Page =
____________

Which may be true, but it is not the same thing as saying that any of these sources suggested that Oxford was, in fact, the author of the plays attributed to Shakespeare.

Now - let us concede the Oxfordian claim that no one dared make such a claim because Oxford would be scandalized by it: noblemen did not associate themselves with anything so vile as the stage. There is truth to this, although givenm that Oxford did not lack for enemies or for scandals attached to his name, and given the undeniable prominence of the Shakespeare plays, it's odd that no one ever made the claim even to deliberately damage Oxford.

But even if not, why the veil of silence even after Oxford's death in 1604? It just strikes me as odd. More than a few people would have to be part of a conspiracy, and they would have to maintain it for many years after Oxford's death.

Not until the mid-18th century do we get even the first suggestion by anyone that Shakespeare was not Shakespeare - and not until many years later than that that Oxford was really the man.

It just seems to me an awful lot to swallow.

On another note, in our modern age, with freedom of speech and assembly, it is difficult to imagine a time when one could be executed or imprisoned for treason/sedition by ridiculing some of Elizabeth's most powerful ministers within Hamlet, Macbeth, et al. Only someone with court protection/stature could have gotten (barely) away with it.

Perhaps, but given how out of favor Oxford was at court in his final years, it seems his status might have been more liability than help.

And of course after James' accession in 1603, Oxford would have had even less cachet at court.

____________

Data lines =

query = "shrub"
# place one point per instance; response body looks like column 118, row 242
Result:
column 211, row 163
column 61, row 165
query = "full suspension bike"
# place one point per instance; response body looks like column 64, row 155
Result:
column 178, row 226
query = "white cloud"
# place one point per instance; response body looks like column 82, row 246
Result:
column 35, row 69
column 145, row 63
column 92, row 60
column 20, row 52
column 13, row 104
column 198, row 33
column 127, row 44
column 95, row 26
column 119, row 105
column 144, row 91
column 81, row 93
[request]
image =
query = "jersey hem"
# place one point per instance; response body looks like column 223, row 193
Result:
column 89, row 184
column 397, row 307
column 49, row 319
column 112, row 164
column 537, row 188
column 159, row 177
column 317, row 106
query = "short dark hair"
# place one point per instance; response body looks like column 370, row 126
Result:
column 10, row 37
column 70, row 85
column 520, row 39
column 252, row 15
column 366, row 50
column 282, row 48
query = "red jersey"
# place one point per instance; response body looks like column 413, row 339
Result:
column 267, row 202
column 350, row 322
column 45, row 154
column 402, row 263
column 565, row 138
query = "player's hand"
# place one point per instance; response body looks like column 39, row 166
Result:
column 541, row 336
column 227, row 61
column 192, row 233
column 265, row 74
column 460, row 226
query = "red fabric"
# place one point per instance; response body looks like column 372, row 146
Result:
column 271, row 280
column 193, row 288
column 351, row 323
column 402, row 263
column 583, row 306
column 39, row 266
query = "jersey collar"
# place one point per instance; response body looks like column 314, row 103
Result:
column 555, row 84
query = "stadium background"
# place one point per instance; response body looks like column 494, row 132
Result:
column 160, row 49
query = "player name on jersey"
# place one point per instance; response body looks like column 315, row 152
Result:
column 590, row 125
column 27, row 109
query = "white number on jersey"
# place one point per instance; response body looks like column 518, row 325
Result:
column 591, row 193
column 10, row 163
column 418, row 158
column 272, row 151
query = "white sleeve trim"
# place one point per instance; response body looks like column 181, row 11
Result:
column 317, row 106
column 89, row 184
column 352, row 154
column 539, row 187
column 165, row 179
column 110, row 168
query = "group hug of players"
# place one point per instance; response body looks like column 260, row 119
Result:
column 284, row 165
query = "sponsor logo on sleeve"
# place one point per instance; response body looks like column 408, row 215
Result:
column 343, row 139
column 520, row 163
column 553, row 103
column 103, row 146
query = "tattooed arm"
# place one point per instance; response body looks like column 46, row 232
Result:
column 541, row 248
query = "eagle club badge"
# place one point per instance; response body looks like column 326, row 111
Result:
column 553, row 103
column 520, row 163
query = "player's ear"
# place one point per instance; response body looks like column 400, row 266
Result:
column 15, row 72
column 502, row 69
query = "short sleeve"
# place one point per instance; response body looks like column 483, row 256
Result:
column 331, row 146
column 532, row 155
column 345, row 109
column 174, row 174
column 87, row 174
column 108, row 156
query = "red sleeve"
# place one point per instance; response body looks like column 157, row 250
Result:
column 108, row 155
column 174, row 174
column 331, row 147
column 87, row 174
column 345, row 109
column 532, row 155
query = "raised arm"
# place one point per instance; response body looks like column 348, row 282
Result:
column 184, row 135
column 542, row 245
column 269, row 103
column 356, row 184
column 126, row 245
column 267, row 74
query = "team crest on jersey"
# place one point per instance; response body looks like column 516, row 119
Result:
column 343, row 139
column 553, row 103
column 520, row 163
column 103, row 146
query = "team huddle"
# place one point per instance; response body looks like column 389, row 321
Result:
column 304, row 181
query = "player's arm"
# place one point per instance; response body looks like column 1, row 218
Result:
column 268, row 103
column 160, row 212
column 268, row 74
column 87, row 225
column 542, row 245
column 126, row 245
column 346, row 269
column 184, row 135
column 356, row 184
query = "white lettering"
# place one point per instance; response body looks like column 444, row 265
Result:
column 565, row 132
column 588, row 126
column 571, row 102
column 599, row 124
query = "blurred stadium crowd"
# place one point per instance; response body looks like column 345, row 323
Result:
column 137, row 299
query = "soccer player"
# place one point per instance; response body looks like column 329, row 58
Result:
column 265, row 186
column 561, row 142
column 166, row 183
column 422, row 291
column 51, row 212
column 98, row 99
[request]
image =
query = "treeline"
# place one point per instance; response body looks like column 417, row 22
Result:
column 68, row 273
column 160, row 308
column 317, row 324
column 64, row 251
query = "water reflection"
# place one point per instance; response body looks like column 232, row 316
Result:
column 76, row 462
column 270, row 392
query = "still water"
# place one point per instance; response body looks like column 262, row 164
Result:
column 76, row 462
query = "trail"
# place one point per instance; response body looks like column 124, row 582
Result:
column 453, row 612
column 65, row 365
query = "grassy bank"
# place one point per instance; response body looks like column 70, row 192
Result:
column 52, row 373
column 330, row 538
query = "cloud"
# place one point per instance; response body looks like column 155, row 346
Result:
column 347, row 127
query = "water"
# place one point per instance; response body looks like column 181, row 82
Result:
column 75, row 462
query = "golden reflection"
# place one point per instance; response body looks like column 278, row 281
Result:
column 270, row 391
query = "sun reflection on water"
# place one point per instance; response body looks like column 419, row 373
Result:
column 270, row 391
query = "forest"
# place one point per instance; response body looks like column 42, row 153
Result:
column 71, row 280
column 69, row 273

____________

Required tasks =
a - Transcribe the stretch of the Shakespeare authorship text from "On another note, in" through "away with it.".
b - According to the Shakespeare authorship text, in what year did Oxford die?
c - List every person the Shakespeare authorship text mentions by name.

Answers for the tasks =
a -
On another note, in our modern age, with freedom of speech and assembly, it is difficult to imagine a time when one could be executed or imprisoned for treason/sedition by ridiculing some of Elizabeth's most powerful ministers within Hamlet, Macbeth, et al. Only someone with court protection/stature could have gotten (barely) away with it.

b - 1604

c -
- Oxford
- Shakespeare
- Elizabeth
- James